## DATA TO PROCESS
________

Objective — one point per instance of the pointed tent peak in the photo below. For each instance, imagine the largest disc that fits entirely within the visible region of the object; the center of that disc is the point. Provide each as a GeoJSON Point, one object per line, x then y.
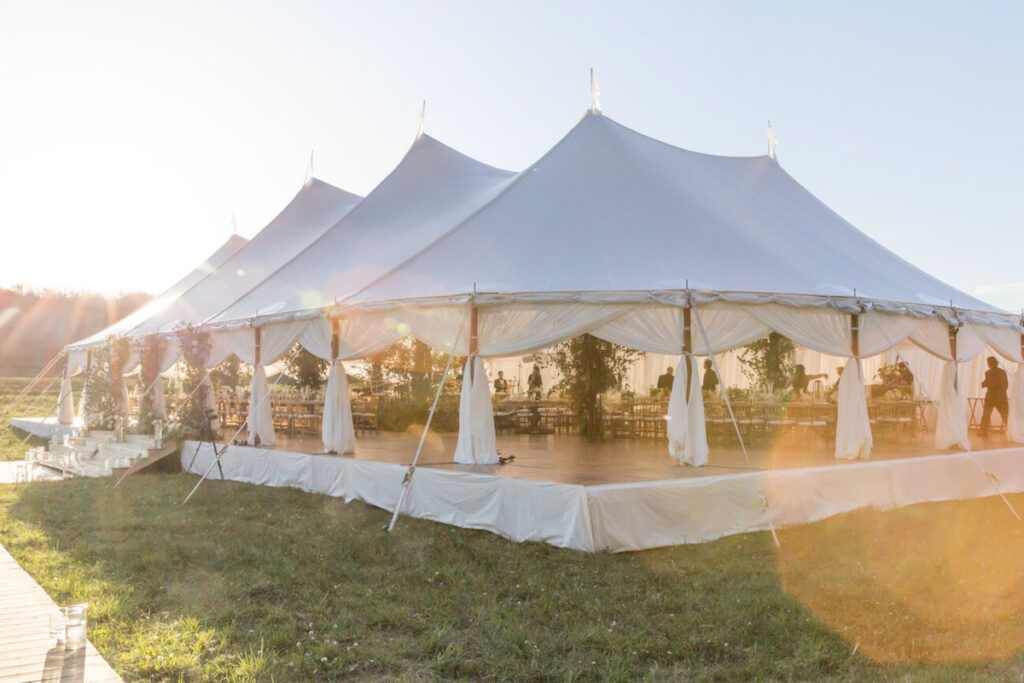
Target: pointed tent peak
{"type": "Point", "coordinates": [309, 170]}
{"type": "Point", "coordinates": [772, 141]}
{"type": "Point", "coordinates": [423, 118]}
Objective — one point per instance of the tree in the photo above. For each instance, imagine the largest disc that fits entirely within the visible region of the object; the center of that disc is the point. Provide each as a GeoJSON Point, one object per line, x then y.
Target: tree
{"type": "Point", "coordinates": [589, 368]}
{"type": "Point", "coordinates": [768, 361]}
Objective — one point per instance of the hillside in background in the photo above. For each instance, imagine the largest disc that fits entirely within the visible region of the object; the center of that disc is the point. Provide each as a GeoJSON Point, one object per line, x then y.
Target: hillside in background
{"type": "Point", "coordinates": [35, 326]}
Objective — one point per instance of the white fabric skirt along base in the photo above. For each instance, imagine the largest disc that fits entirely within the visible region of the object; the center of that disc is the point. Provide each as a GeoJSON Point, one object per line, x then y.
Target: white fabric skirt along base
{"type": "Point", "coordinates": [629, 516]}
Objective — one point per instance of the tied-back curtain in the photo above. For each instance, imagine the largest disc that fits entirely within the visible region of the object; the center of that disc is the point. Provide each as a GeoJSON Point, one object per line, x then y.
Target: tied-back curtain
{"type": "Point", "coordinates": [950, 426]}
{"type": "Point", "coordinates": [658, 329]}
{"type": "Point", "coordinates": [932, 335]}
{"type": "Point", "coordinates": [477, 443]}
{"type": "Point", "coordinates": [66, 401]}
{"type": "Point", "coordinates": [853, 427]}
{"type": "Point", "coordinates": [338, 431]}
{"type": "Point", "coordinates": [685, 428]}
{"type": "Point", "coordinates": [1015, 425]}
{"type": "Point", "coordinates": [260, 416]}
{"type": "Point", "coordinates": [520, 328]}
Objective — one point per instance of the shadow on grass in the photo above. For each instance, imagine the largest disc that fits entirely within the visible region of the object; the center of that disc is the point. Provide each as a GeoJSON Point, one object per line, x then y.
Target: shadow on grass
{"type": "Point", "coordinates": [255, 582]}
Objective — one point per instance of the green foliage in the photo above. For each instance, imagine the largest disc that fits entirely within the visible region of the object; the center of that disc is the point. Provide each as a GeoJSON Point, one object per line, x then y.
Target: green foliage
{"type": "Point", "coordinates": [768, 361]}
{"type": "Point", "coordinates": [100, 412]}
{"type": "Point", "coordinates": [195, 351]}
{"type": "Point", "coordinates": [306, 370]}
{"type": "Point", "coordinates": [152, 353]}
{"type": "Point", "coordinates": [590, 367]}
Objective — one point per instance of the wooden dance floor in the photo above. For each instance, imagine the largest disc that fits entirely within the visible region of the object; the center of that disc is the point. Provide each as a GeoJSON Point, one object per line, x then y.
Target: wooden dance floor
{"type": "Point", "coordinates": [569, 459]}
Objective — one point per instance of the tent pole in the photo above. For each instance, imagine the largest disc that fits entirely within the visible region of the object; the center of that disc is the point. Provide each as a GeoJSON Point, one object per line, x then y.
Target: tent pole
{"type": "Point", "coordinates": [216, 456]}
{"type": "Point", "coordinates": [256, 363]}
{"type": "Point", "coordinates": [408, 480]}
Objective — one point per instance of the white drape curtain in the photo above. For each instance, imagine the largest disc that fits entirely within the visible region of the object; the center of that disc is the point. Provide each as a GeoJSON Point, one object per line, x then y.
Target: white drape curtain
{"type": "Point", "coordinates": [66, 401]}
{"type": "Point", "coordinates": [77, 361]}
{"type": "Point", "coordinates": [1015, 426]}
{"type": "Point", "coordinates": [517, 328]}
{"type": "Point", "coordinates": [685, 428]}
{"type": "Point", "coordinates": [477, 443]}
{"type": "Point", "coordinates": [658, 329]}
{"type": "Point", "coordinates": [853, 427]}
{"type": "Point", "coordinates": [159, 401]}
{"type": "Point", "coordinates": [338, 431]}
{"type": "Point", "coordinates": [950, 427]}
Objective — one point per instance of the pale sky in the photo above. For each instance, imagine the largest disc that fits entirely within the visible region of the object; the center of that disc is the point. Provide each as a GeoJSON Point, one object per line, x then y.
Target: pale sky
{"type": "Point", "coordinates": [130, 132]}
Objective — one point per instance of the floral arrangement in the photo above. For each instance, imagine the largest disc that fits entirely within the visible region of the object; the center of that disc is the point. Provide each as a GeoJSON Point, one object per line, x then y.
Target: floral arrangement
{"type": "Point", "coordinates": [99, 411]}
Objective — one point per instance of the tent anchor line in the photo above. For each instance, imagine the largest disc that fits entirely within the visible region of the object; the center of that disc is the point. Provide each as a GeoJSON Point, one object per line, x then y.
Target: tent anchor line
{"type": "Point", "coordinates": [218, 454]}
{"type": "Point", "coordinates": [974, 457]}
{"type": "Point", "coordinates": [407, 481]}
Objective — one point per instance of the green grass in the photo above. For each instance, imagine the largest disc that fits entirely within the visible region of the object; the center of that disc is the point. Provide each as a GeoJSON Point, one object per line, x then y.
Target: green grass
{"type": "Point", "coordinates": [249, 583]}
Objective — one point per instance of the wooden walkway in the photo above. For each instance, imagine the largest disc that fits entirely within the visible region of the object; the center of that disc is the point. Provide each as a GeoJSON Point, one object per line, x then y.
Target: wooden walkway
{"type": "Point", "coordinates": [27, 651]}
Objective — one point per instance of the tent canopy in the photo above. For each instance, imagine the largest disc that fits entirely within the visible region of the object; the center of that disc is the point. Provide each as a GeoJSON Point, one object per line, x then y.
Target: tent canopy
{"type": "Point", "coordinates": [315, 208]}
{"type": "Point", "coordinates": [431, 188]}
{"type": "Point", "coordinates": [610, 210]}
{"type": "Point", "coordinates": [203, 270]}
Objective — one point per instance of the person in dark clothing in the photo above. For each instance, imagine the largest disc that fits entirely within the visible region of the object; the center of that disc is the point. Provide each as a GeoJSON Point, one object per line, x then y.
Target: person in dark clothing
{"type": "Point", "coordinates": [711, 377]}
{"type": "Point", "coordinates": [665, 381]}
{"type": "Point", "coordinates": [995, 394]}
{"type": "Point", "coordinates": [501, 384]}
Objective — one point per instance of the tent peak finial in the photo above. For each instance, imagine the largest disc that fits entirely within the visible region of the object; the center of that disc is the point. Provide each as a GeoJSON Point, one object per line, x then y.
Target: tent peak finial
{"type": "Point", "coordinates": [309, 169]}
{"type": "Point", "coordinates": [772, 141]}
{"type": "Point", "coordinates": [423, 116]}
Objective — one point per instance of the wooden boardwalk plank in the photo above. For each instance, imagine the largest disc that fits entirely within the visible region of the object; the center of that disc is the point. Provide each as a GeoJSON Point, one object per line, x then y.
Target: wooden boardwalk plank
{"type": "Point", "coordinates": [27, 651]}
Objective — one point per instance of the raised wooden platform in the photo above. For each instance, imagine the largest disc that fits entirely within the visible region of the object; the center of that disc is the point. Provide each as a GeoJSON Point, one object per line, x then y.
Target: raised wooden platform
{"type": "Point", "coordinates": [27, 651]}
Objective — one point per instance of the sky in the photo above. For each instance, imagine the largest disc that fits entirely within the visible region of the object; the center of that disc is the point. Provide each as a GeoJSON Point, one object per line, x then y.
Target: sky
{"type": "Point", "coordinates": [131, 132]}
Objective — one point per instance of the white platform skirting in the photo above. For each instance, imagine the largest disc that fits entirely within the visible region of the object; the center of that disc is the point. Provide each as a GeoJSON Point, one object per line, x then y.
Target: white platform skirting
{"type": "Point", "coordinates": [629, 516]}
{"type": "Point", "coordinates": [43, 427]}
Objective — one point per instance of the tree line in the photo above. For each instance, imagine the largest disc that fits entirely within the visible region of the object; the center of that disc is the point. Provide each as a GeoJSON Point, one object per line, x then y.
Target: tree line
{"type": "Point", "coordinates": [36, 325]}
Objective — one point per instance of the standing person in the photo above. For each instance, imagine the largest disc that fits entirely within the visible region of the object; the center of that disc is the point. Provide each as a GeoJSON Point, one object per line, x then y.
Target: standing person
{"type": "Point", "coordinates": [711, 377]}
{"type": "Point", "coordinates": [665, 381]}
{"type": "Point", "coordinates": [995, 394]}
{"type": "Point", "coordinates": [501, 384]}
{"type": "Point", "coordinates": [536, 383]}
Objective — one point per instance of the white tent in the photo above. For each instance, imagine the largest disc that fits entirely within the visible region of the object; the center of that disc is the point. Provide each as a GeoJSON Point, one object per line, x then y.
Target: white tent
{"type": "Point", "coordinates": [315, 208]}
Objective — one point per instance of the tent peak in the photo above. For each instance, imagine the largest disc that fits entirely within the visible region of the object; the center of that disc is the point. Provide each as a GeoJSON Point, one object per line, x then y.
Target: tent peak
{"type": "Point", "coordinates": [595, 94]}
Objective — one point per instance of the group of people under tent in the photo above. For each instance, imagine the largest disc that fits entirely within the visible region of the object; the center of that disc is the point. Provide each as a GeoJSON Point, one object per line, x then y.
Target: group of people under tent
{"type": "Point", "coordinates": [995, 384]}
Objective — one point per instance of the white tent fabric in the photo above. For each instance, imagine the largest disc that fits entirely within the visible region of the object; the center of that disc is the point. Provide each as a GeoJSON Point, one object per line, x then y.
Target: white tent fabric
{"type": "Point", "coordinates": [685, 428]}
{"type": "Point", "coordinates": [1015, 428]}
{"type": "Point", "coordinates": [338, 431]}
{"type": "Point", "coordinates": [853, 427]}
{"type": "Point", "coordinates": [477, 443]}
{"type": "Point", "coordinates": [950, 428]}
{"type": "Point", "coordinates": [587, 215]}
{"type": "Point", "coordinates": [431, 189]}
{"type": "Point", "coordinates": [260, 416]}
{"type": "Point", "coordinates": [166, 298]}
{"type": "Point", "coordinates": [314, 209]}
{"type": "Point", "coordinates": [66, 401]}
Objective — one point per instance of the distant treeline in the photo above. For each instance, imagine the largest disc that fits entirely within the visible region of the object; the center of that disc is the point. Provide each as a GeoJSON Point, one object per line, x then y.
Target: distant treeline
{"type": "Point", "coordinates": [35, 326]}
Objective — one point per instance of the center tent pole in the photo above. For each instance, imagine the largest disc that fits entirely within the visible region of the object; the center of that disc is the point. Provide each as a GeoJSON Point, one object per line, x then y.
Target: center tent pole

________

## GIVEN TASK
Starting with the line that contains "Objective — one point per instance of the center" and running through the end of the records, output each line as one string in a JSON list, leaving out any blank lines.

## WRITTEN ANSWER
[
  "Objective — one point per instance of the center tent pole in the photo above. For each instance, imagine the largest disc that fits entirely within the visible region of the object; the center of that disc is the point. Provide each as a GeoJSON Point, one object per line, x then y.",
  "Target: center tent pole"
]